#### [Given exercise]
Count the lines in the listing below that contain the string "target". Give only the number.

■ ■ ■ ■

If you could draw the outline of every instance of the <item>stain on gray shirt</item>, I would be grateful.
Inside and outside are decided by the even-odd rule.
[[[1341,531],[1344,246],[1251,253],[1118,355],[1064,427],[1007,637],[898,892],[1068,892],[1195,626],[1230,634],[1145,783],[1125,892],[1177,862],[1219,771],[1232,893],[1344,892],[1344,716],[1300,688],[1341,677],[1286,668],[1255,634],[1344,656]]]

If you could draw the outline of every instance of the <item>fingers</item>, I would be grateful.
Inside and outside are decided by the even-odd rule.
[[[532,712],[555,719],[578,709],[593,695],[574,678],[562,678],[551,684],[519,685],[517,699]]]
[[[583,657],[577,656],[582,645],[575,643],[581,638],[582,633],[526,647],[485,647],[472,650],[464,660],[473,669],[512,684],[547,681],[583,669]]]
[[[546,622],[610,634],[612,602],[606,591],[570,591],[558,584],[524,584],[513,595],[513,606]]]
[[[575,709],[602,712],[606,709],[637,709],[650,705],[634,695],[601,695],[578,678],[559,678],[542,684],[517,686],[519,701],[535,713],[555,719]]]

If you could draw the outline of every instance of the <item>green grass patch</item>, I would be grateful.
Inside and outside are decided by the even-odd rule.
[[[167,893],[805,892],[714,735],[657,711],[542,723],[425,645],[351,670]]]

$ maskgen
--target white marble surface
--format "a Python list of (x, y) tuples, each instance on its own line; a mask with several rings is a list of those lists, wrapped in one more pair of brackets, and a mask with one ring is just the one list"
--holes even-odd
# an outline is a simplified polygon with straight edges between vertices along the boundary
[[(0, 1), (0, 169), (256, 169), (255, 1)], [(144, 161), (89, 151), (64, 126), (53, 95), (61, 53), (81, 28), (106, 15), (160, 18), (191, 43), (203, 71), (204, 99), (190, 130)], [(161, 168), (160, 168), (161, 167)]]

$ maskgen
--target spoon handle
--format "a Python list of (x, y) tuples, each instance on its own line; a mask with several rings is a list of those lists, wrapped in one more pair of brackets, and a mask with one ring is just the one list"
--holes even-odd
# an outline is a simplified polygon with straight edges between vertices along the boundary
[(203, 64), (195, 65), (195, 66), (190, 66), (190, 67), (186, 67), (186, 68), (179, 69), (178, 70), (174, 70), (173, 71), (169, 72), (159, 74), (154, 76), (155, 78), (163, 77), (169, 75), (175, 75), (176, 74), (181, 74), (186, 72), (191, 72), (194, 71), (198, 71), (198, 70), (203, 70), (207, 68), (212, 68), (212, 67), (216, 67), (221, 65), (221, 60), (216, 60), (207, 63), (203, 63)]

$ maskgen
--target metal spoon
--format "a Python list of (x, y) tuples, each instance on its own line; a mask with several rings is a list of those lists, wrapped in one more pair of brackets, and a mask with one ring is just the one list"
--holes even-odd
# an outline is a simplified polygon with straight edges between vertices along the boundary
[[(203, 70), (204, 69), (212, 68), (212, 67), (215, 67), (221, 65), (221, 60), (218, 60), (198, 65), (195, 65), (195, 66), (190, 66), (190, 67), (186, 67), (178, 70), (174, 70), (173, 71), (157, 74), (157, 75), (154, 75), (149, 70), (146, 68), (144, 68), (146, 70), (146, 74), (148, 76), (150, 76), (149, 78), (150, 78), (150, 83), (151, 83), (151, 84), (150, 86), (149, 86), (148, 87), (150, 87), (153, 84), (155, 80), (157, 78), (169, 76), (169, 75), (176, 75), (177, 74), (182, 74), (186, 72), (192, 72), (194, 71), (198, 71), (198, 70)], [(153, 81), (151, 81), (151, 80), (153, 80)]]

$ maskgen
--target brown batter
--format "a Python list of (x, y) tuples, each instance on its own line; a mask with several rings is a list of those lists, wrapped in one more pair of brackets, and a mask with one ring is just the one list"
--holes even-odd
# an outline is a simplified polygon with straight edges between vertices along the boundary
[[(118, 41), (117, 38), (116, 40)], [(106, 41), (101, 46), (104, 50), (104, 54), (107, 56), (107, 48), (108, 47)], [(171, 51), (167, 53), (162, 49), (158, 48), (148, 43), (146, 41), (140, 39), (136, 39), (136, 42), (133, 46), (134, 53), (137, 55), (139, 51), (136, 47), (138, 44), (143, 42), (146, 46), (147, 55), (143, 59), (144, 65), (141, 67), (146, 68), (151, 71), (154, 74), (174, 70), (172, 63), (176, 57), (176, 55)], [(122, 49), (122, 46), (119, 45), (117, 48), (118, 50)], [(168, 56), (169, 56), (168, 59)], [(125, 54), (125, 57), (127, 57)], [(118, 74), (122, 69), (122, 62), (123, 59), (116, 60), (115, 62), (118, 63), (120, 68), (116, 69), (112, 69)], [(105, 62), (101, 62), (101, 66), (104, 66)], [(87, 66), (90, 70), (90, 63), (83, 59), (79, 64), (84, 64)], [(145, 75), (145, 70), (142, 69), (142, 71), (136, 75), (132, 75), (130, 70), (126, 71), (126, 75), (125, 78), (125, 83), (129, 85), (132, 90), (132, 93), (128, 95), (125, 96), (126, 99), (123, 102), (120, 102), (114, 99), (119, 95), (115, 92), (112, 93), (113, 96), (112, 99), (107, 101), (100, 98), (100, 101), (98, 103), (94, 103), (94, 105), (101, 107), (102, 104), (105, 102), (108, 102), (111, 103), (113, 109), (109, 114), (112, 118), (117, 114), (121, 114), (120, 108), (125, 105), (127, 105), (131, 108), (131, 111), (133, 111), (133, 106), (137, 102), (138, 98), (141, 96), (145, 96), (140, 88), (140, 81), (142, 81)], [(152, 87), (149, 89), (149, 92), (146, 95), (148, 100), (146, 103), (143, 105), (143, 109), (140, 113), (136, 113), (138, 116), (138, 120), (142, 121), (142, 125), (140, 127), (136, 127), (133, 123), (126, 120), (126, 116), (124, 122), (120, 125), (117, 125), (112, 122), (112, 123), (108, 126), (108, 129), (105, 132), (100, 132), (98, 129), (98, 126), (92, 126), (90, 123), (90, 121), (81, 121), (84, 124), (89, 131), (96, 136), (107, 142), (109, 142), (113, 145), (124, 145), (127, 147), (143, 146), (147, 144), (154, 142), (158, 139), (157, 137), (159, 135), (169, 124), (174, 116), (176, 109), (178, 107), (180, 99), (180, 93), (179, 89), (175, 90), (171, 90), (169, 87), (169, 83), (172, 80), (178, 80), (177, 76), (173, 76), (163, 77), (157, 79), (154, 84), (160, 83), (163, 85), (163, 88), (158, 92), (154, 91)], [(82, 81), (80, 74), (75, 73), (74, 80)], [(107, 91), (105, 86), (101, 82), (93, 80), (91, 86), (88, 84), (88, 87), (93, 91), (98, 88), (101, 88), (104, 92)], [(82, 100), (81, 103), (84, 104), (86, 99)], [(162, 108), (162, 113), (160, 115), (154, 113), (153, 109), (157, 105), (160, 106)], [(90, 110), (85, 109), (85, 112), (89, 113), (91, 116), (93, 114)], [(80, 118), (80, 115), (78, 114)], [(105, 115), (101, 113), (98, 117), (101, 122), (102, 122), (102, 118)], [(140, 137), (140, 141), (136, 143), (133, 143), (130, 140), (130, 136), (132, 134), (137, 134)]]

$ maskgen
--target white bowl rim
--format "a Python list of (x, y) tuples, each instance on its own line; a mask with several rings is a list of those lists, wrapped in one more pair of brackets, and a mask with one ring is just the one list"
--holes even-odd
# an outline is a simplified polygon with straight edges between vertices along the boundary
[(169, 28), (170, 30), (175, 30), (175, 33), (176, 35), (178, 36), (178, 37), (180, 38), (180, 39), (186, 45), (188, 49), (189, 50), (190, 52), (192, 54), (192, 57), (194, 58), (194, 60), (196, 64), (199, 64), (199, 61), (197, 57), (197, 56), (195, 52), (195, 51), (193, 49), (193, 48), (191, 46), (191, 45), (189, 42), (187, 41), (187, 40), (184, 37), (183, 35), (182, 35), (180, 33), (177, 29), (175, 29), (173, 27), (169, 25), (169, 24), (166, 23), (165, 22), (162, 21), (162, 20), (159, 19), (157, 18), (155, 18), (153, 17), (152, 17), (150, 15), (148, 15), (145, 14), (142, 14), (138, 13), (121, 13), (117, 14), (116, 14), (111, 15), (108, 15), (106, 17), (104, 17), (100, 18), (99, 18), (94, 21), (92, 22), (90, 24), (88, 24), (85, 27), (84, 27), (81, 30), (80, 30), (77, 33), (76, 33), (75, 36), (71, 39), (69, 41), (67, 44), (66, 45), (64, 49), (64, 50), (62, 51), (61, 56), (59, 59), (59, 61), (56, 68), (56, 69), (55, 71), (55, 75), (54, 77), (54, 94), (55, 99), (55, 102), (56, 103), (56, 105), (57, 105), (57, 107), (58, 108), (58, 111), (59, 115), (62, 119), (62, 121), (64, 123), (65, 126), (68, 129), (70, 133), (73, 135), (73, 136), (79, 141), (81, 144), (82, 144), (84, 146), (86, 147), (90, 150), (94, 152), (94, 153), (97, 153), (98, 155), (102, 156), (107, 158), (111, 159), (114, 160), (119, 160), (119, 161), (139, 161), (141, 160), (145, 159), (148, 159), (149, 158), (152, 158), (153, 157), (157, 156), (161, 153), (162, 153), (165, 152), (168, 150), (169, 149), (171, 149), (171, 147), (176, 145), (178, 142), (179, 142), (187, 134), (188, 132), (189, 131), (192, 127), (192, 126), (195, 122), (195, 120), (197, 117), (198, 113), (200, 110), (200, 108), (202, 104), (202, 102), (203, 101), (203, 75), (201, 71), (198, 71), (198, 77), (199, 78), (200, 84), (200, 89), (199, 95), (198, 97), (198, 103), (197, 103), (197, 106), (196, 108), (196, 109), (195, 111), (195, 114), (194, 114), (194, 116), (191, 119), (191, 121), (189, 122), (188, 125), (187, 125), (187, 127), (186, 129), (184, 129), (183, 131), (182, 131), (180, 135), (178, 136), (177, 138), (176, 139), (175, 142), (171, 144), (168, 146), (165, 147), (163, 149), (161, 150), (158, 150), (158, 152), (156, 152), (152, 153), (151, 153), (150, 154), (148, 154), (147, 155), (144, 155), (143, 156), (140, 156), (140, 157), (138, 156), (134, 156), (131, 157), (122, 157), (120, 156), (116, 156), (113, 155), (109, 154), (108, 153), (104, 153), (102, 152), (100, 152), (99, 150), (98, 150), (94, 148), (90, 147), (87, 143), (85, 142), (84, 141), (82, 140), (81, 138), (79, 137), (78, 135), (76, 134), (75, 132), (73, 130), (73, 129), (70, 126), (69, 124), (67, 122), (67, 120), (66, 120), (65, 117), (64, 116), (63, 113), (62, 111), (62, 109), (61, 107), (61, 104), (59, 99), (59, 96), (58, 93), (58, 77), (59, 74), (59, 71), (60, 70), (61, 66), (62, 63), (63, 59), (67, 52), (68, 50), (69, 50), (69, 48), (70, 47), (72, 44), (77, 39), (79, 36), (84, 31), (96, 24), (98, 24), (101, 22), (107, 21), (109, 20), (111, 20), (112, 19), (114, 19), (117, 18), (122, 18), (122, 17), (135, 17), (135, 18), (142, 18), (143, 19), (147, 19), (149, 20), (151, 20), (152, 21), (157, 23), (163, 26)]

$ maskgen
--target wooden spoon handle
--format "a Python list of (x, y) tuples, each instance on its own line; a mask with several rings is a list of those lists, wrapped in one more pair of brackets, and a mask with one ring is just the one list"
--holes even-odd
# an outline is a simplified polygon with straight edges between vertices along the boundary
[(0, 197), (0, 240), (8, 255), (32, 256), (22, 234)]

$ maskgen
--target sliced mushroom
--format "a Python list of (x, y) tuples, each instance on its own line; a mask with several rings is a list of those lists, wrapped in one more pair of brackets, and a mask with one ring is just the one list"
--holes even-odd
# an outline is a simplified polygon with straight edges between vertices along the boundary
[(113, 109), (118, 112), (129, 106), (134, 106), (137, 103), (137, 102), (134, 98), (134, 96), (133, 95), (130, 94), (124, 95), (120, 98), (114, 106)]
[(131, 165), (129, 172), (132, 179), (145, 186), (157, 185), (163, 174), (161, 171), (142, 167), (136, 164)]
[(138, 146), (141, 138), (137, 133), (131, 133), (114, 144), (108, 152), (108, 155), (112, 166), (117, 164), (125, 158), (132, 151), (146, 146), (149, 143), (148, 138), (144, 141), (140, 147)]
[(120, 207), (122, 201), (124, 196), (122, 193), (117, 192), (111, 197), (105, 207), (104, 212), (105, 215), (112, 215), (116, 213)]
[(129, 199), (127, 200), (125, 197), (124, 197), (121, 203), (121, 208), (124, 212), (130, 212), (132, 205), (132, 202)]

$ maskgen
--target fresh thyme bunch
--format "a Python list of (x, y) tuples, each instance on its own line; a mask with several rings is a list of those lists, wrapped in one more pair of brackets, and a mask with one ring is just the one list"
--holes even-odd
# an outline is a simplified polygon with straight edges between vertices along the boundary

■ ■ ■ ■

#### [Full output]
8